Region pointing data
● ● ● ● ● ● ●

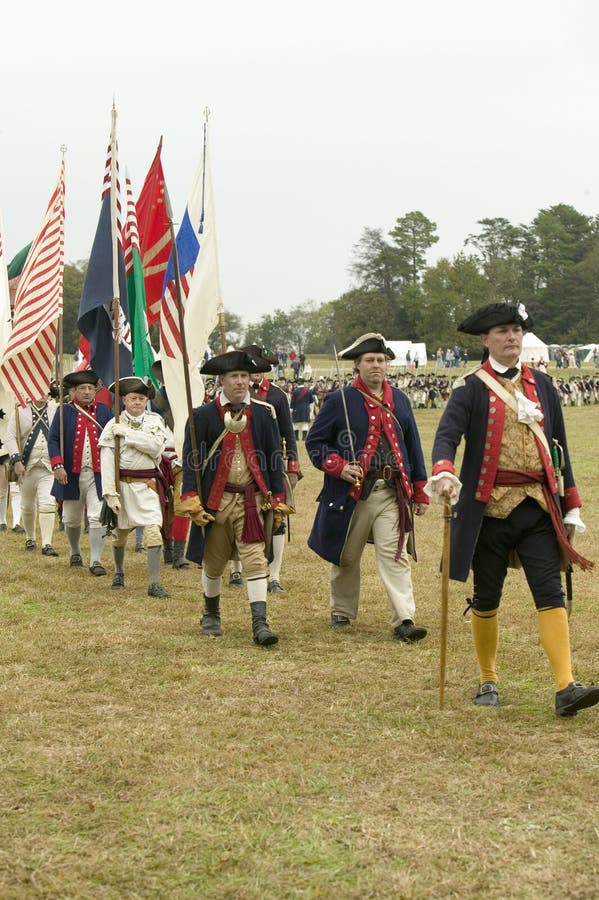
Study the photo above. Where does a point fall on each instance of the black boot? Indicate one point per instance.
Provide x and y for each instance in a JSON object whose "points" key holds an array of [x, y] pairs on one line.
{"points": [[210, 621], [179, 561], [261, 631]]}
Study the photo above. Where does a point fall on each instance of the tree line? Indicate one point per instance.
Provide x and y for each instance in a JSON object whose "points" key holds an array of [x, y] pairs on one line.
{"points": [[551, 265]]}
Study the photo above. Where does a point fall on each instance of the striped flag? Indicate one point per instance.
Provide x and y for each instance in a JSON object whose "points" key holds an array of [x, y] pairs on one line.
{"points": [[154, 235], [143, 354], [200, 296], [28, 359], [104, 281]]}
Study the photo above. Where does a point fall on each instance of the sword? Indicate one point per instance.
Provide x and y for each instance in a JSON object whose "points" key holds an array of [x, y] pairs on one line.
{"points": [[358, 481], [557, 459], [444, 598]]}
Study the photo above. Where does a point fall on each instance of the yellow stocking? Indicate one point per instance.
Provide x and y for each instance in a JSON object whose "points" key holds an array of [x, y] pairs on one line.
{"points": [[485, 632], [554, 633]]}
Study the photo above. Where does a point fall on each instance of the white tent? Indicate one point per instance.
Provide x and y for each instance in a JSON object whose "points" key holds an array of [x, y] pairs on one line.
{"points": [[533, 348], [401, 349]]}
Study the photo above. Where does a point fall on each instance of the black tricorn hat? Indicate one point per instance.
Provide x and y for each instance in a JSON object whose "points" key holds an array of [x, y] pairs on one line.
{"points": [[232, 361], [73, 379], [264, 360], [131, 384], [505, 313], [367, 343]]}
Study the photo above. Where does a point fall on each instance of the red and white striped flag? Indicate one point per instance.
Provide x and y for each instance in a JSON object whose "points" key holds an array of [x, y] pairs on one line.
{"points": [[28, 359]]}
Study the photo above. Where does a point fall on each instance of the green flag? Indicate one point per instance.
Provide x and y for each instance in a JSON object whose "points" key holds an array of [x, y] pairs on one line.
{"points": [[143, 352]]}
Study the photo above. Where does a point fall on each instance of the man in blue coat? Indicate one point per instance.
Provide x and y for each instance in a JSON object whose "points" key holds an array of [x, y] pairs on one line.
{"points": [[374, 480], [77, 478], [232, 445], [515, 485]]}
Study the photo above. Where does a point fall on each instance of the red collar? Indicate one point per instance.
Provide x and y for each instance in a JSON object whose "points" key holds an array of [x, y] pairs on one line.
{"points": [[387, 392]]}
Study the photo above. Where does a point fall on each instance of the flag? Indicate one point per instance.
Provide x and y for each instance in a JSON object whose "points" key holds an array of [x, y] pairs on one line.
{"points": [[154, 235], [197, 253], [143, 354], [7, 398], [28, 358], [103, 284], [14, 269]]}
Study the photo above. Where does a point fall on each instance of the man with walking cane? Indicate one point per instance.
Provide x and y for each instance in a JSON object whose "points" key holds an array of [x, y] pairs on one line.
{"points": [[366, 442], [507, 499], [232, 449]]}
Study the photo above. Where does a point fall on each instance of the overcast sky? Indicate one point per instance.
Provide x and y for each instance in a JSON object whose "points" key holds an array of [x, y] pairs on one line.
{"points": [[326, 117]]}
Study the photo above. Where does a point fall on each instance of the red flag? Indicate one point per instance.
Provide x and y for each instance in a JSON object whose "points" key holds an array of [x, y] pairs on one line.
{"points": [[28, 359], [154, 235]]}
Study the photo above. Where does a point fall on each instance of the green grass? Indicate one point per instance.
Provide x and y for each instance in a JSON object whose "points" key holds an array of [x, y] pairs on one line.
{"points": [[141, 760]]}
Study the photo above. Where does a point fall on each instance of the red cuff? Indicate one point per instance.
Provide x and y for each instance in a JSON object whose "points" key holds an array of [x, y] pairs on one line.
{"points": [[443, 465], [333, 465], [419, 495]]}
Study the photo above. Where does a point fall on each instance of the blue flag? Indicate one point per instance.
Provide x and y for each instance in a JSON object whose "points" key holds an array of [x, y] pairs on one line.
{"points": [[95, 316]]}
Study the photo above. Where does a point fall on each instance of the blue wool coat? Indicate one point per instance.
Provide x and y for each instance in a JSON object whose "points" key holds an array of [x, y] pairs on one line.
{"points": [[328, 435], [467, 415]]}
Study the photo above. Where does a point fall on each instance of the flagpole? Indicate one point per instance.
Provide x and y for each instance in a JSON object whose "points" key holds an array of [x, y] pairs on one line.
{"points": [[208, 174], [184, 357], [60, 359], [114, 225]]}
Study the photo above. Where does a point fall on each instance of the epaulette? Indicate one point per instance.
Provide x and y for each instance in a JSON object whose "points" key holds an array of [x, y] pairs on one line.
{"points": [[264, 403], [461, 381]]}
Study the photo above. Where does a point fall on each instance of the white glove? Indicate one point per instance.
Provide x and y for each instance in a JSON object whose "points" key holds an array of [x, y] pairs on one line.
{"points": [[114, 502]]}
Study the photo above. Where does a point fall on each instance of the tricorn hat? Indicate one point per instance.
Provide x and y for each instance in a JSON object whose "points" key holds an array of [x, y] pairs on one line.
{"points": [[505, 313], [131, 384], [86, 376], [157, 366], [232, 361], [367, 343]]}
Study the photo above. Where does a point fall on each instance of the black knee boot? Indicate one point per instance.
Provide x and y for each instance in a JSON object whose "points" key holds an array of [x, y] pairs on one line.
{"points": [[260, 629], [210, 621]]}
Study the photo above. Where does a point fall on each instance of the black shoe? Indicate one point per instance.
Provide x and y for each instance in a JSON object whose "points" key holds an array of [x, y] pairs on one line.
{"points": [[487, 694], [409, 633], [210, 624], [48, 550], [275, 587], [574, 697]]}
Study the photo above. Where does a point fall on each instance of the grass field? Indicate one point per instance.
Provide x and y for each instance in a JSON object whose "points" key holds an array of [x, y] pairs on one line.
{"points": [[140, 760]]}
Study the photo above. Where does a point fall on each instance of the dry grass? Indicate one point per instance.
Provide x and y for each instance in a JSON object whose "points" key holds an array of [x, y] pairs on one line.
{"points": [[140, 760]]}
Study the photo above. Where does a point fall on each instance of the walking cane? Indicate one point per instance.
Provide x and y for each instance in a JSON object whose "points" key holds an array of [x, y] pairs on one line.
{"points": [[444, 598]]}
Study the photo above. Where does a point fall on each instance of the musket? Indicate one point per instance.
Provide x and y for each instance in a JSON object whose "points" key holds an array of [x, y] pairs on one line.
{"points": [[358, 481], [444, 597]]}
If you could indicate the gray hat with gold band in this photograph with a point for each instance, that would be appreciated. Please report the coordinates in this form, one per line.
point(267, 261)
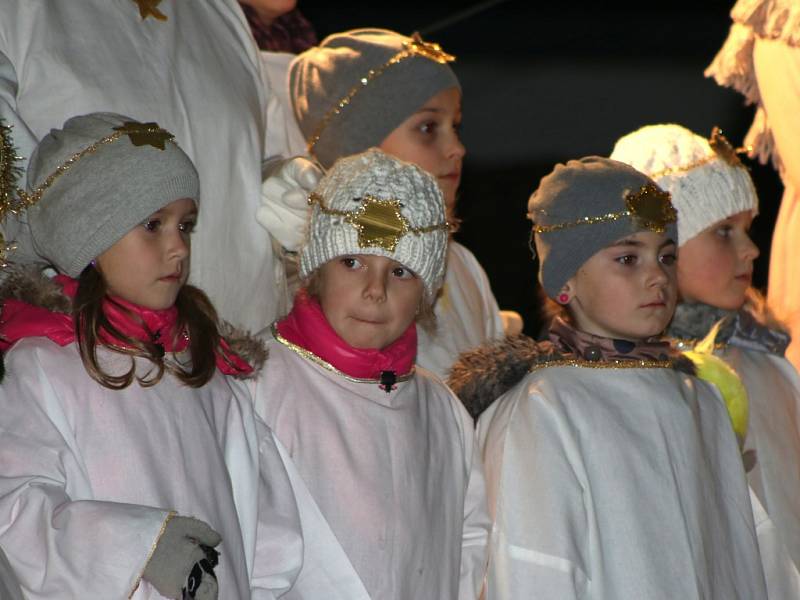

● ● ● ● ● ● ●

▶ **Exercise objective**
Would you please copy all lines in the data that contain the word "with"?

▶ **Answer box**
Study the photo above. Where does a point fall on each instance of the man with walking cane? Indicate one point per instance.
If you could indicate the gray hat with gold band in this photograph with a point for each instance, that would be appreciated. Please report the coordinates in this form, one per line.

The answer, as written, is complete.